### Set problem 1
In the high-yield bond market report, change the passage between "New York Times Co." and "least 2 points.", inclusive, and give it again with "six-year" replaced by "five-year".

### Passage to read
Massively upsized SunGard drives by, along with Asbury and New York Times, new bonds firmer

By Paul Deckelman

New York, Nov. 1 - November kicked with a bang on Monday, as more than $2 billion of new high-yield bonds priced - most of it via a hugely upsized deal from Wayne, Pa.-based SunGard Data Systems, Inc.

That behemoth of a deal was upsized to $1.6 billion; along the way, what started out as an offering for a single tranche of eight-year notes was restructured to add a second tranche, of 10-years.

SunGard came too late in the day for real aftermarket dealings.

However, traders got to push several other of the day's deals notably higher.

New York Times Co. suddenly appeared in the market with what eventually became a $225 million offering of six-year notes; it firmed by at least 2 points.

Meanwhile, Asbury Automotive Group, Inc. also cruised strongly higher on the break, after having priced a $200 million 10-year subordinated paper offering. Quality Distribution, Inc. was also seen at least a little firmer after its own offering of eight-year secured notes came to market.

While those deals were pricing, along with a Canadian-dollar denominated deal for customs brokers Livingston International Inc., the forward calendar was growing, with new offerings slating from Frac Tech Services, Interline Brands, Inc., Harbinger Group Inc. and Canada's Gateway Casinos & Entertainment Ltd., the latter a loonie-denominated deal that dismayed some of the Canadian banks that were not invited to participate.

Away from the new deals, Dallas-based energy operator EXCO Resources Inc.'s bonds were heavily traded, at lower levels, on news of a planned management-led buyout of the company.

Super-sized SunGard drives by

Easily the biggest deal of the day, accounting for $1.6 billion of the $2.25 billion of dollar-denominated debt that priced on Monday was SunGard Data Systems' two-part mega-deal (Caa1/B).

The quickly-shopped deal was originally envisioned as a $500 million offering of eight-year senior notes.

However, by around mid-afternoon, it had doubled in size to $1 billion, with the addition of a 10-year tranche of senior notes.

By the time the deal priced late in the session, it had grown further still to meet strong investor demand, finally finishing up with $900 million of the eight-year bonds and $700 million of the 10-years.

Both tranches of notes priced at par, to yield 7 3/8% and 7 5/8%, respectively, pricing on the tight side of price talk which had envisioned a yield for the eight-year notes in the 7½% area, and 25 bps over the eight-years for the 10-year paper.

The offering came to market via joint bookrunners J.P. Morgan Securities LLC, Goldman Sachs & Co., Bank of America Merrill Lynch, Barclays Capital Inc., Citigroup Global Markets, Inc., Credit Suisse Securities (USA) LLC, Deutsche Bank Securities, Inc. and Morgan Stanley & Co., Inc.

The company plans to use the proceeds of the deal to fund a tender offer for its $1.6 billion of 9 1/8% notes due 2013.

SunGard's deal priced too late in the day for aftermarket dealings.

### Set problem 2
Reproduce the rows below without any change, from the line that contains "street in the photo above." through the final row, inclusive.

### Excerpted data
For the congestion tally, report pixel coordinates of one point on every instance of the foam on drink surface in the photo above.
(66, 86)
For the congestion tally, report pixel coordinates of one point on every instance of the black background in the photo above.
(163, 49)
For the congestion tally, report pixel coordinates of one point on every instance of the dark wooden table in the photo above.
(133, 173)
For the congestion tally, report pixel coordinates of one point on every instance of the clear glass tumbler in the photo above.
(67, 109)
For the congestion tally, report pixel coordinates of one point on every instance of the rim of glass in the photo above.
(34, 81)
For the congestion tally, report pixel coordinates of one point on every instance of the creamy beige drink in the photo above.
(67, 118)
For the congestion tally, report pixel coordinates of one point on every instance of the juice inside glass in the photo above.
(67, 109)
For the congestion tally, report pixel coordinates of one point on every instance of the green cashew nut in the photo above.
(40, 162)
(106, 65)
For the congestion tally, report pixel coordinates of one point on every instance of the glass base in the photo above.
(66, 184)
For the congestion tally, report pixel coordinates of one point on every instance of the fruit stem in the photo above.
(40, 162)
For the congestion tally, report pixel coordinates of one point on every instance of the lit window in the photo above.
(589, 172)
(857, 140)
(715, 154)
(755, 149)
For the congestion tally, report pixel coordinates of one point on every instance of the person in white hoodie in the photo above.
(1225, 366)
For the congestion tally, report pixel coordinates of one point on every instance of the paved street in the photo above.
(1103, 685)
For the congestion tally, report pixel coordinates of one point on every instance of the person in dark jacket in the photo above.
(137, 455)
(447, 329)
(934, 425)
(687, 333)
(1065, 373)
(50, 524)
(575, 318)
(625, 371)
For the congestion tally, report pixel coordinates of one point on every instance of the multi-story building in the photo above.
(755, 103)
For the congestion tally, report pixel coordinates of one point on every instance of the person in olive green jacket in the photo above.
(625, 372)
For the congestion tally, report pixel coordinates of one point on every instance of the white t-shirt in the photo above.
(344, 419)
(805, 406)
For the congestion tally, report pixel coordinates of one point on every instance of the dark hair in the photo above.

### Written reply 1
New York Times Co. suddenly appeared in the market with what eventually became a $225 million offering of five-year notes; it firmed by at least 2 points.

### Written reply 2
For the congestion tally, report pixel coordinates of one point on every instance of the paved street in the photo above.
(1103, 685)
For the congestion tally, report pixel coordinates of one point on every instance of the person in dark jacket in the photo above.
(137, 455)
(447, 329)
(934, 425)
(687, 333)
(1065, 373)
(50, 524)
(575, 318)
(625, 371)
For the congestion tally, report pixel coordinates of one point on every instance of the multi-story building in the photo above.
(755, 103)
For the congestion tally, report pixel coordinates of one point on every instance of the person in olive green jacket in the photo above.
(625, 372)
For the congestion tally, report pixel coordinates of one point on every instance of the white t-shirt in the photo above.
(344, 419)
(805, 406)
For the congestion tally, report pixel coordinates of one point on every instance of the dark hair in the photo above.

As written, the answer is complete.